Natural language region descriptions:
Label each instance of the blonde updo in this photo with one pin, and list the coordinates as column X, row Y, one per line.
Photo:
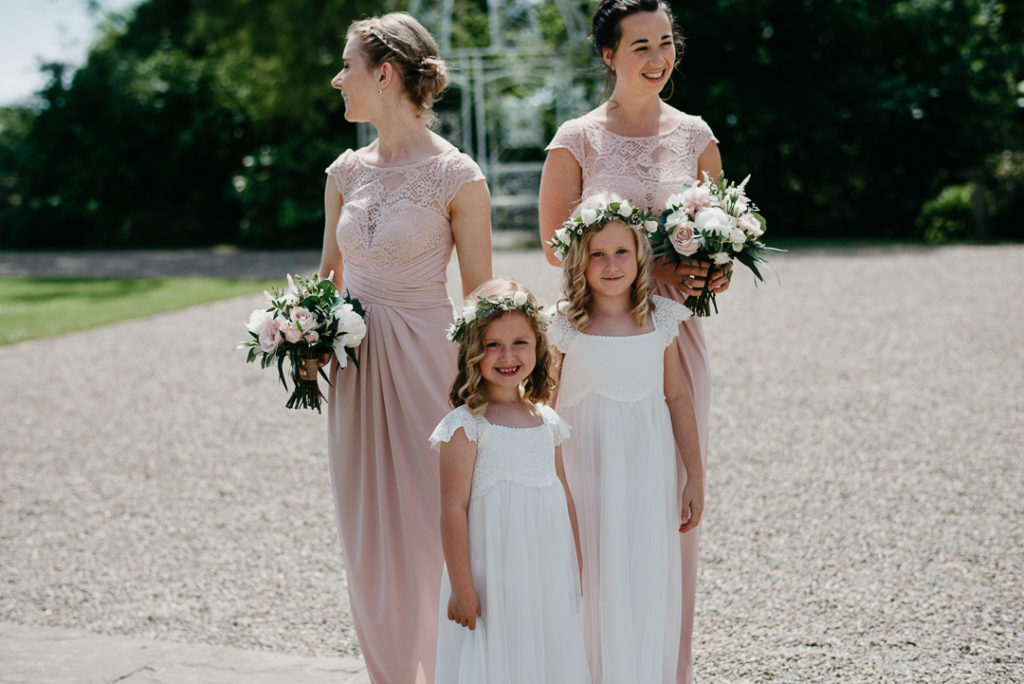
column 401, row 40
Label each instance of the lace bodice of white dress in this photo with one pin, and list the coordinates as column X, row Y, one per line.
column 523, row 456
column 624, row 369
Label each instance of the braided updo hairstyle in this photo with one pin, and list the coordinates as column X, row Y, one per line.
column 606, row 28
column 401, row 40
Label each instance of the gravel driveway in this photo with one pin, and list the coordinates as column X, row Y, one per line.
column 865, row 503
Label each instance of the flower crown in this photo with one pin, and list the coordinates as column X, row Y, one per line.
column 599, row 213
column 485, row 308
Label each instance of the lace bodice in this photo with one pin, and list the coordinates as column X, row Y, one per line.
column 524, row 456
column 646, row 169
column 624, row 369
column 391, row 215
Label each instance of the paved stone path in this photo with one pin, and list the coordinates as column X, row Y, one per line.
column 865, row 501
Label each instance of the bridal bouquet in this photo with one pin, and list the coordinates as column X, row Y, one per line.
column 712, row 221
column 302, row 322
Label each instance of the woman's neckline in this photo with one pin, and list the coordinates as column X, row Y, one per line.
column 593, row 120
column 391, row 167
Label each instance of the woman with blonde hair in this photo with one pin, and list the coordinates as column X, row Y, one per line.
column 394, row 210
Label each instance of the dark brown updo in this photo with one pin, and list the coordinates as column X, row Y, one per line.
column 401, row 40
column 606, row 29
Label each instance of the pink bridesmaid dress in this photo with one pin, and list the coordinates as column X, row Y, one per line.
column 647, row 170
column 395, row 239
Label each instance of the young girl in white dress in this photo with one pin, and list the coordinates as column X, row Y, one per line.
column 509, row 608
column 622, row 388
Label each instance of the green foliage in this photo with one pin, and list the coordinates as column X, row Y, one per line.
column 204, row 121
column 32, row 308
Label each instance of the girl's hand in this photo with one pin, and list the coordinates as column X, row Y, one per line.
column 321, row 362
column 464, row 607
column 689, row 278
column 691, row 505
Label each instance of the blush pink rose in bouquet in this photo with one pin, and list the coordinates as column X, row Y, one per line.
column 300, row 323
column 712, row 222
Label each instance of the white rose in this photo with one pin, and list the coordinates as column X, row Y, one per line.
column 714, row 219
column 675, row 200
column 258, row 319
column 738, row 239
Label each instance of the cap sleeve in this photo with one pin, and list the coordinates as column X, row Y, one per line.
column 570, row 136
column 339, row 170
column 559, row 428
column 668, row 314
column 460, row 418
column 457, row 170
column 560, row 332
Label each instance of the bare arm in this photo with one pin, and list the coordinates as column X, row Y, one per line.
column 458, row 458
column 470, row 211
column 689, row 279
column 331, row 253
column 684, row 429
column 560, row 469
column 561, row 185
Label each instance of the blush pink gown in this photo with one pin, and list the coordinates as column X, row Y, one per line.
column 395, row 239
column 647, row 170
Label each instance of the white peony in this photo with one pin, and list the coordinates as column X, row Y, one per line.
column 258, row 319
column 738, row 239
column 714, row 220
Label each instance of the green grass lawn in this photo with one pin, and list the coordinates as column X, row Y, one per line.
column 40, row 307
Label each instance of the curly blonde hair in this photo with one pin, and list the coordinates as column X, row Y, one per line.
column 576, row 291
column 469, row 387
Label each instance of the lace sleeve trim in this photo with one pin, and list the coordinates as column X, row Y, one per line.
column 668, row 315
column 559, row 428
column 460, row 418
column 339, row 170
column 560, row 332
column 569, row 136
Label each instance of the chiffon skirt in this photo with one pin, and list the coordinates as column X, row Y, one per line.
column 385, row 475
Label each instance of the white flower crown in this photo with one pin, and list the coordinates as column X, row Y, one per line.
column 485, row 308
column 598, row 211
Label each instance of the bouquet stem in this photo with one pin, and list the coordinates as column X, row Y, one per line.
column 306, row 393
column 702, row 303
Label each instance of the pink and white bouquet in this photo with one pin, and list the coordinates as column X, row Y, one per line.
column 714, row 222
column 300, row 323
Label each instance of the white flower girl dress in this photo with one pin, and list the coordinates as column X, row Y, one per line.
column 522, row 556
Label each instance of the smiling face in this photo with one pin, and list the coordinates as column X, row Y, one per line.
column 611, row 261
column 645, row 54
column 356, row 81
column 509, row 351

Task statement
Could you output all the entries above exactly as written, leaving out the pictures?

The answer
Label each instance of the blonde updo in this photo with one pin, and list the coordinates as column X, row Y, one per line.
Photo:
column 401, row 40
Label each instance of the lace bodice of white dress in this photo with one pin, and list the coordinates as column X, row Y, one per line.
column 523, row 456
column 624, row 369
Label each instance of the braided updo hairstyle in this photo with one pin, and list the coordinates as column X, row Y, one per line.
column 606, row 28
column 401, row 40
Label each instance of the gravel driveway in this photo with one pin, and list the coordinates as column X, row Y, one per line.
column 865, row 503
Label each instance of the flower crown in this photo with one pin, and list the coordinates as column X, row Y, one per line.
column 599, row 213
column 485, row 308
Label each instance of the lace bodice in this photo with one pin, and list the coordinates as column X, row Y, one per line.
column 524, row 456
column 646, row 169
column 624, row 369
column 391, row 215
Label each instance of the paved stone path in this photo with one pin, and list the coordinates as column X, row Y, one per line.
column 865, row 501
Label each instance of the bridal bouquet in this photo with one pin, and list the coordinates as column X, row Y, one per line.
column 712, row 221
column 302, row 322
Label each instance of the woman's neckline in this photo with one pin, and list the coordinates as column X, row Y, one per line.
column 593, row 120
column 391, row 167
Label each instance of the woman with blonde hair in this photo with one pin, and list the coordinates as column X, row Y, one per line.
column 394, row 210
Label each instance of the dark brown updo in this photo with one pin, and list the coordinates as column X, row Y, one per line.
column 401, row 40
column 606, row 29
Label each instance of the pink bridesmaid dress in this photo with one pin, and list the coordinates as column X, row Y, one per line.
column 647, row 170
column 395, row 239
Label each instance of the young girl in white dress in this photo with one pin, and list the coordinates as column X, row Y, one per line.
column 509, row 608
column 622, row 388
Label each instance of the green foliage in this photo with one pin, and list the coordinates as column X, row Y, one per line.
column 204, row 121
column 32, row 308
Label each instance of the girl's hand in this photo with one pin, and list the coordinates as column X, row Y, one per line.
column 321, row 362
column 464, row 607
column 689, row 278
column 691, row 505
Label each instance of the blush pink rose in bouquet in this photo with one pin, and list the coordinates as column X, row Y, one per line.
column 300, row 323
column 712, row 222
Label each instance of the white rose in this photo with one pin, and list the coordinates as column X, row Y, one per line.
column 714, row 219
column 675, row 200
column 258, row 319
column 738, row 239
Label each instance of the cap sleeve in this photo with one pin, and list the coordinates as column X, row Y, one per line.
column 570, row 136
column 339, row 170
column 559, row 428
column 668, row 314
column 460, row 418
column 457, row 170
column 560, row 332
Label each instance of the bare arm in this photo with one pin, and list the coordinates as column X, row Y, one per line.
column 458, row 458
column 470, row 211
column 689, row 279
column 331, row 253
column 684, row 429
column 560, row 469
column 561, row 185
Label each instance of the blush pink gown in this photo with one pin, and list the coordinates as column X, row Y, one per line.
column 395, row 239
column 647, row 170
Label each instance of the white peony in this photo with one pin, and list the coordinates as column X, row Y, one per line.
column 258, row 319
column 738, row 239
column 714, row 220
Label each instance of the green grass lawn in this photo with one pin, and list the coordinates as column X, row Y, one per line.
column 40, row 307
Label each instance of the curly blonde hair in this photo with one pin, and list the coordinates as column X, row Y, one per line.
column 576, row 291
column 469, row 387
Label each instance of the lace sleeve trim in this photo with one pin, and list the coordinates as column X, row Y, one per line.
column 668, row 315
column 559, row 428
column 460, row 418
column 339, row 170
column 560, row 332
column 569, row 136
Label each instance of the chiffon skirt in this photo with one pin, and list the coordinates as column X, row Y, one per line.
column 385, row 475
Label each instance of the white flower crown in this photo with one pin, and list the coordinates as column X, row Y, one per line.
column 485, row 308
column 598, row 211
Label each instance of the bouquet stem in this photo with one pin, and list the coordinates as column X, row Y, one per line.
column 306, row 393
column 702, row 303
Label each instance of the pink and white bouquet in this photo with one pin, and list the coordinates as column X, row Y, one per line.
column 714, row 222
column 300, row 323
Label each instance of the white flower girl dress in this photo with one pin, and list the coordinates as column X, row Y, one per line.
column 522, row 556
Label each instance of the smiling face in this photo with one pin, and list the coordinates as column X, row Y, one per line.
column 611, row 261
column 645, row 54
column 356, row 81
column 509, row 351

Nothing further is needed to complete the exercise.